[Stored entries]
——
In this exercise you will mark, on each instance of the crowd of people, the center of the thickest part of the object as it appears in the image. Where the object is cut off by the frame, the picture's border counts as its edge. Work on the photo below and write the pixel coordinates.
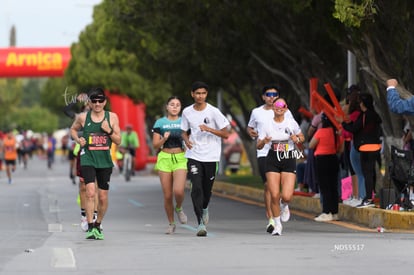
(189, 145)
(18, 147)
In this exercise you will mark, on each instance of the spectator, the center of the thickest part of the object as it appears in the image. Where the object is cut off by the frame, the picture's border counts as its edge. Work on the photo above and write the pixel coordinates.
(395, 102)
(367, 131)
(351, 155)
(10, 153)
(130, 142)
(326, 144)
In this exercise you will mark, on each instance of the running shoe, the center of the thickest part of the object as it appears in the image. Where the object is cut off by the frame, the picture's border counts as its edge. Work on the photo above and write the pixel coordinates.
(201, 230)
(270, 226)
(98, 234)
(170, 229)
(324, 217)
(90, 234)
(278, 230)
(84, 223)
(284, 212)
(182, 217)
(206, 217)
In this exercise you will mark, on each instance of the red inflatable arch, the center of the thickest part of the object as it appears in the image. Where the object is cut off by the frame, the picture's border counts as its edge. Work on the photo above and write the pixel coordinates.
(33, 62)
(133, 114)
(52, 62)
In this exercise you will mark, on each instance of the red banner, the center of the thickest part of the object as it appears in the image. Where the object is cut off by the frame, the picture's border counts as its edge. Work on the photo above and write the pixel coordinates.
——
All the records above need to be given again word for word. Skip the pictures.

— THE ANSWER —
In this exercise you will mark, on each instance of the crowd of people, the center of the thickest part of the object as it appears in the image. Where the object is cut off by the frame, the picture's border counts as its edge. Work on the photo below and write the pixel coordinates.
(189, 145)
(18, 147)
In this exercise you will mark, on each instance of the spectator, the center of the thickest part of the object as it appears in the image. Where the object is cut off by the frame, the picture's border counts as its edge. Work on the photo above and write the pixel coordinates.
(395, 102)
(367, 131)
(351, 155)
(10, 153)
(130, 142)
(326, 144)
In this exercise you will mark, on each instance of the running shoe, the center of the thickest part of the object as it appears in the image. Where the object is cut off by the frame, the picture's border counts as its edge. Work on the photo above and write the pixel coordinates.
(201, 230)
(270, 226)
(98, 234)
(170, 229)
(324, 217)
(90, 234)
(278, 230)
(84, 223)
(284, 212)
(182, 217)
(206, 217)
In this exercise you will mark, on each instance of the red inflatable arch, the center of the thickest part of the object as it appears in the image. Where the object is cut off by the frame, the picture's border counts as its edge. Work on the photo above and write the pixel coordinates.
(33, 62)
(133, 114)
(52, 62)
In this exercise you will mark, on each instance of the red banner, the center of the thickest part of the object as it appears in the image. Where the object is cut off by the frame, the picture's border counts as its edge. Work on the photo above and write the pixel coordinates.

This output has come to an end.